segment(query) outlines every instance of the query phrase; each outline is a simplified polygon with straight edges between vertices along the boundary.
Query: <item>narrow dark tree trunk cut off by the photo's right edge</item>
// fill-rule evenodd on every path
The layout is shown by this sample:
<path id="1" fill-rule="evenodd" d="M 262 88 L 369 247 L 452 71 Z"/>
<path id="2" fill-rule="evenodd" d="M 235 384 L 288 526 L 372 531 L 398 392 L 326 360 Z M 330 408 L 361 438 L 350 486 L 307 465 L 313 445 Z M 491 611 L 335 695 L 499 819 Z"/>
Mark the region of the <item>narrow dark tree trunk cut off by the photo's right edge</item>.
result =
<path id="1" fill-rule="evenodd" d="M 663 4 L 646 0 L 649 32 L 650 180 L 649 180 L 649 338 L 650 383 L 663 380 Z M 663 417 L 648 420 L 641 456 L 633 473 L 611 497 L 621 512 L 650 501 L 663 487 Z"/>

════════════════

__ASSIGNMENT__. Where the line containing "on every path" appears in the data above, begin there and reproduce every line to the end exactly; include nothing else.

__RESULT FOR THIS EXERCISE__.
// fill-rule evenodd on every path
The layout is shown by this sample:
<path id="1" fill-rule="evenodd" d="M 262 88 L 369 247 L 452 71 Z"/>
<path id="2" fill-rule="evenodd" d="M 235 384 L 288 526 L 372 531 L 398 392 L 326 360 Z M 330 408 L 361 438 L 350 486 L 307 465 L 313 445 Z M 491 611 L 335 695 L 499 819 Z"/>
Mark the region of the <item>narrow dark tree trunk cut off by the photo's right edge</item>.
result =
<path id="1" fill-rule="evenodd" d="M 663 4 L 646 0 L 649 32 L 650 180 L 649 180 L 649 338 L 650 383 L 663 380 Z M 663 417 L 648 420 L 641 456 L 633 473 L 611 497 L 621 512 L 650 501 L 663 487 Z"/>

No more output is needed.